- **What to work on**
1. According to the text on the 2021 Estonian presidential election, on what date was Alar Karis sworn in as president?
2. Write what comes next in the text on the 2021 Estonian presidential election, picking up after its final sentence.

101 members of the Riigikogu 68 votes needed to win
|  | Alar Karis |  |
| Nominee | Alar Karis |  |  |
| Party | Independent |  |
| First round | 63 |  |
| Second round | 72 |  |
| Nominators | Centre, Reform |  |
| President before election Kersti Kaljulaid Independent | Elected President Alar Karis Independent |

= 2021 Estonian presidential election =

An indirect election took place in Estonia on 30 and 31 August 2021 to elect the president of Estonia, who is the country's head of state. The Riigikogu — the Parliament of Estonia — elected Alar Karis to serve in the office and he was sworn in as the 6th president on 11 October 2021. The incumbent, Kersti Kaljulaid, was eligible to seek reelection to a second, and final, term but failed to gain the endorsement of at least 21 MPs, which is required in order for a candidate to register, as she was outspoken against some of the policies of the government, who thus denied her support.

The election, being one of an unopposed candidate (a first under the 1992 constitution), caused an outcry as it was compared with those held under the Soviet occupation of the country. Described as "unethical", it reignited previous calls for a reform of the electoral system, including direct election. Referencing the "turmoil that surrounded the presidential selection process" in his post election speech, Karis called for changes of the system to be examined by the Riigikogu, such as using an enlarged electoral college, facilitating the nomination of candidates or even using direct election.

- **Information supplied**
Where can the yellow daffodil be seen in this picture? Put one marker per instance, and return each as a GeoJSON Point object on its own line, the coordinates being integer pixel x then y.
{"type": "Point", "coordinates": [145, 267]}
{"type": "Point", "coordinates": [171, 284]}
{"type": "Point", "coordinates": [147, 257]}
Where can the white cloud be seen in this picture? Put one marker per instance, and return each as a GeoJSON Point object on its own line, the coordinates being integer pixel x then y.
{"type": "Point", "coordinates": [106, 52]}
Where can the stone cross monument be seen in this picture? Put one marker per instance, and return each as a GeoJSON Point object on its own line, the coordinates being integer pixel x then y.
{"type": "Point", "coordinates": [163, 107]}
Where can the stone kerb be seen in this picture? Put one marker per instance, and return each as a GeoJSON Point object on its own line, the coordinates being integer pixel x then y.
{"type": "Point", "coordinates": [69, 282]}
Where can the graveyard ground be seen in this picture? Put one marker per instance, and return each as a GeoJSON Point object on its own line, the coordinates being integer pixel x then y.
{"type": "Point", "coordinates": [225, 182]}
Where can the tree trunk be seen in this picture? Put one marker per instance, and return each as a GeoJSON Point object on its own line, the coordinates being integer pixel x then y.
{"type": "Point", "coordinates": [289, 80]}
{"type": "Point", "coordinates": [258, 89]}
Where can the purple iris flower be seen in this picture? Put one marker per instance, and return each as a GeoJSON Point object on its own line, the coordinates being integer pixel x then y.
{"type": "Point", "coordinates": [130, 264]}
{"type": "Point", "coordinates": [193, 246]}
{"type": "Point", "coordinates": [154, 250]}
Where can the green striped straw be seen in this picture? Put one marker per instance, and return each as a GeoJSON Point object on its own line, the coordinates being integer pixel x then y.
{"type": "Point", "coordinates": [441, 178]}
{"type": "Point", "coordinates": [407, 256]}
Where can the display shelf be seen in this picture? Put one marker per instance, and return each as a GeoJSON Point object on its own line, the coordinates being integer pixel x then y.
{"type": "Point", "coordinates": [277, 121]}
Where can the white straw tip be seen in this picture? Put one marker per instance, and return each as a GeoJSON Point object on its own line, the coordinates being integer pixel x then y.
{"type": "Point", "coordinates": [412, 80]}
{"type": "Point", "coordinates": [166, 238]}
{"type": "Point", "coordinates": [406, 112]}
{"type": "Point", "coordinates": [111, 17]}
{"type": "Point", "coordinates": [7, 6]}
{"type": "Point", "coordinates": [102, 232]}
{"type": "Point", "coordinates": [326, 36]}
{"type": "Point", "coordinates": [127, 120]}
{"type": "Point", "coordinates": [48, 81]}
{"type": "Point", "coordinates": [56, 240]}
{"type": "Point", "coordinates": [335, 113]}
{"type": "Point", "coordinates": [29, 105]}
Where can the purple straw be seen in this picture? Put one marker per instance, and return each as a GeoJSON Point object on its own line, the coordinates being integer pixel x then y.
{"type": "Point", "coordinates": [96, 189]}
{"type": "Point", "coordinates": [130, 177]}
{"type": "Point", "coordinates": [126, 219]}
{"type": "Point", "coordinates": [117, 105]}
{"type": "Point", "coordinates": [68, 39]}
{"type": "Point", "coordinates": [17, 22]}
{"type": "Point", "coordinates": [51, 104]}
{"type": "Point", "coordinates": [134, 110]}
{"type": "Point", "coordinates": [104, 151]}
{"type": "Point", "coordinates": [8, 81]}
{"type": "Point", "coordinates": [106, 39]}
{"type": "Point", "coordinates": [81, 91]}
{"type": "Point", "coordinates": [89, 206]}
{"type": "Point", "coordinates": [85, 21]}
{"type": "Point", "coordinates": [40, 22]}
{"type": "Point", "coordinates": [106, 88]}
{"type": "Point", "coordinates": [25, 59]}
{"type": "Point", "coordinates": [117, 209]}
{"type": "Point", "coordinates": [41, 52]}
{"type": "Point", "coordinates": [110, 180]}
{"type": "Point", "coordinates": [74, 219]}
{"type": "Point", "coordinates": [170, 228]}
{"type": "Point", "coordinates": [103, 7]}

- **Final results**
1. 11 October 2021

2.
==Process==
By law, the president of Estonia is indirectly elected. The Riigikogu has the task of electing the president in the first instance. If no candidate receives the required supermajority of two-thirds (68 votes out of 101), the president is selected by an electoral college consisting of MPs and representatives of local (municipal) governments. If the electoral college fails to achieve a supermajority as well, the process is to return to the parliament yet again.

The incumbent Kersti Kaljulaid served one term, and was eligible to be elected to a second consecutive term in office, but did not receive enough parliamentary nominations in order to stand as a candidate. In June 2021, Jüri Ratas announced a special session of the Riigikogu on 30 August, in order to begin the process of electing the president. Members of parliament were allowed to begin nominating candidates on 26 August.

==Candidates==
Individuals must be nominated by one-fifth of the members of Riigikogu (21 MPs) in order to officially stand as candidates. Members of the Riigikogu may begin officially nominating candidates for the election on 26 August, while the nominations were publicly revealed on 29 August.

===Nominated===
The following individual received the mandated amount of nominations from at least 21 MPs.

| Candidate |
|---|
| Alar Karis Centre Party and Reform Party Director of the Estonian National Museum (2018–2021) |

===Not nominated===
The following individuals declared their intentions to stand as candidates in the election, but were not nominated by 21 MPs in order to become candidates.
- Kersti Kaljulaid, incumbent president of Estonia (since 2016)
- Kaimar Karu, Minister of Entrepreneurship and Information Technology (2019–20)
- Indrek Laul, director of the Estonia Piano Factory
- Henn Põlluaas, president of the Riigikogu (2019–21)
- Tarmo Soomere, president of Estonian Academy of Sciences (since 2014)

===Declined===
The following individuals were rumored to run by the media, but ultimately did not declare candidacies.
- Jaak Aaviksoo, Minister of Defence (2007–2011); Minister of Education and Research (2011–2014)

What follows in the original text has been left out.